Provided records below:
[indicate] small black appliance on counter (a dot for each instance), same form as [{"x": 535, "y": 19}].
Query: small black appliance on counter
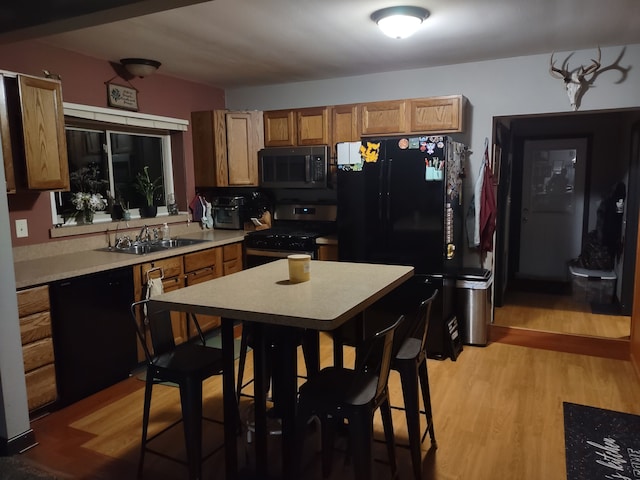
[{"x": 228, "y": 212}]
End of Provided records.
Provided records below:
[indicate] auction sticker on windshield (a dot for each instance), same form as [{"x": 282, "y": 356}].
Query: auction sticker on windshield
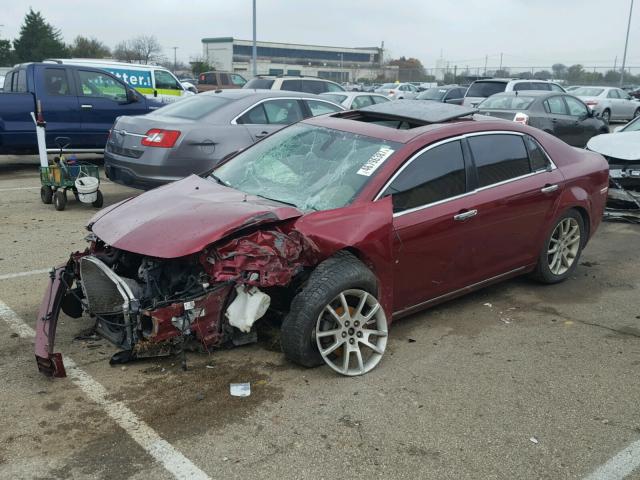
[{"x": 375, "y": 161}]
End of Provided records.
• **Requirement**
Gather all lines of the records that include the word "each".

• **Written solution**
[indicate] small black appliance on counter (a dot for each instance), same form as [{"x": 535, "y": 19}].
[indicate] auction sticker on windshield (a dot for each instance), same form as [{"x": 282, "y": 356}].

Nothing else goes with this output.